◆ **Instructions to follow**: Reproduce all of the material below word for word, leaving the pictures out of your answer.

◆ **Records for the exercise**:
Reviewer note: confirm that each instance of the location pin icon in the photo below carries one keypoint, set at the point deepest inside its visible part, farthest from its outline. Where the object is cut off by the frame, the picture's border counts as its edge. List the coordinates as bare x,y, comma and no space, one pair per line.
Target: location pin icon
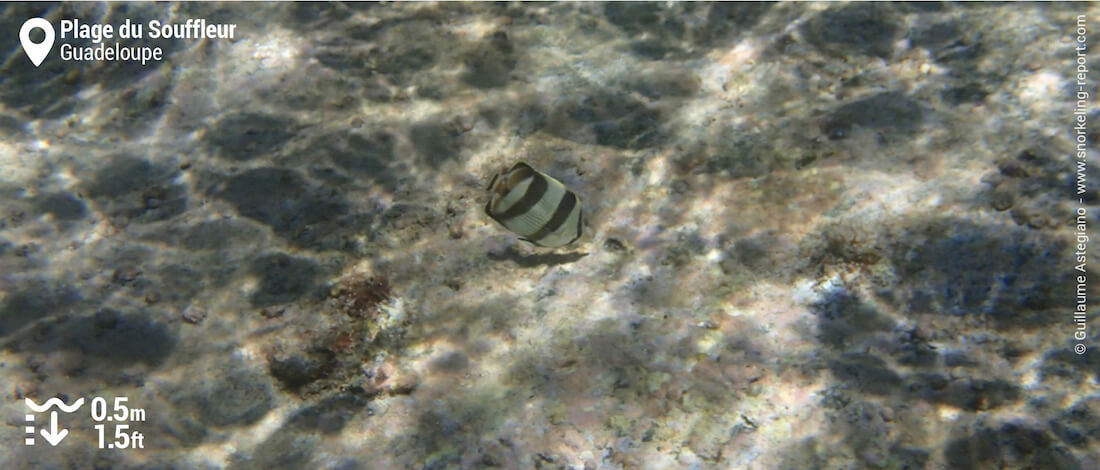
36,52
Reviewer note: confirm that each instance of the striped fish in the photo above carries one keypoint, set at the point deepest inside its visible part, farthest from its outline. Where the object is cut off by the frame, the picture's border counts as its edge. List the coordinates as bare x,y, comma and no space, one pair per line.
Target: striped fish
535,206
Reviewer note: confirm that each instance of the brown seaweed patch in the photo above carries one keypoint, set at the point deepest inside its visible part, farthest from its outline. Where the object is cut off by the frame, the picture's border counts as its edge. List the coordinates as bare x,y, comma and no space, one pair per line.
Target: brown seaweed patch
360,296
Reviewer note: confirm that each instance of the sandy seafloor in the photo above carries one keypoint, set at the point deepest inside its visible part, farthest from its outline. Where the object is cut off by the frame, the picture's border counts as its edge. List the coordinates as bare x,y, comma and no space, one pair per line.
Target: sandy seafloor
817,237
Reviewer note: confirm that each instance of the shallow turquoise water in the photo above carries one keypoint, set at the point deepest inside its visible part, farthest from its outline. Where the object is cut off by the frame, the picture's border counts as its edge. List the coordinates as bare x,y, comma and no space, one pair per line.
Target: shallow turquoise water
817,236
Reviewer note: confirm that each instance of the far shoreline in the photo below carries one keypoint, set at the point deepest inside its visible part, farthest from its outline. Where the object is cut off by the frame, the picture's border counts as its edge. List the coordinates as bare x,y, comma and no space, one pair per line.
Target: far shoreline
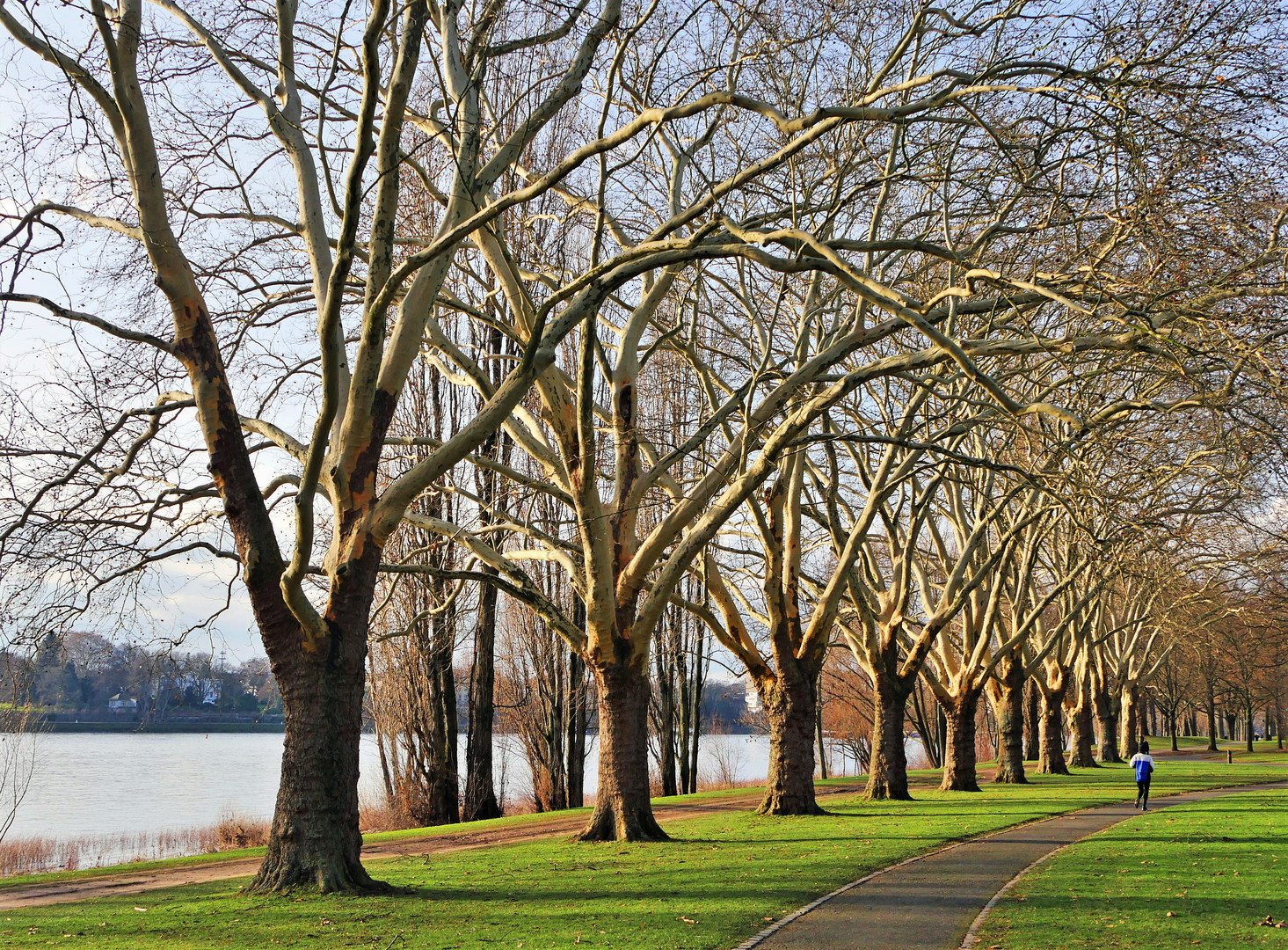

◆ **The answer**:
Reviewer note: confirm that each instance of the location pin icon in the photo below carries one keypoint, set at the point deepest inside its visible part, farthest from its outline. Where the object is cut off by the frame, the picture's border counts as its edge. List the coordinates as bare x,y, comma and no space, one pair per line.
Target: location pin icon
36,52
Reviewer note: confirm that each instance of the striped fish in the photo above carries one keypoint, set at the point deepest inside its visible part, farthest from its outline. Where the object is cut off by the frame, the picture's border counts as its edge. List the coordinates as bare x,y, comma and no space, one pair per line.
Target: striped fish
535,206
Reviewer note: confirm that each instance of the brown seaweed patch in the photo above carries one keypoint, set at the point deepest inside its visible part, farthest from its outline. Where the object is cut off by the frame, the picture's border counts as its edge. List the coordinates as bare x,y, comma and no space, one pair per line.
Target: brown seaweed patch
360,296
Reviewer note: confirm that each instance of the sandy seafloor in the photo above carries one keypoint, set at the point deepest inside its visible part, farthest from its outline. Where the object is cut off by the frame, the picture's border counts as its edge. List the coordinates as bare x,y, comma and no space, one pair per line.
Target: sandy seafloor
817,237
Reviewer note: confirm that each instance of the shallow turquoise water in the photo above carries one keypoint, set at the point deepest inside its visible part, farthest from its outline. Where the object is cut off by the frame, the picture's border counts as its edge. List the coordinates as bare x,y, comma and no space, one pair per line.
Target: shallow turquoise water
817,236
Reviewer note: confirm that each instance of the far shoreline in the photo below carries one keypoint, set at the point deepest inside its visible part, farthest from its outline. Where the object is cut off by the frame, the picture's border counts as its edge. List the coordinates as bare x,y, comma and no space, one pair per line.
Target: far shoreline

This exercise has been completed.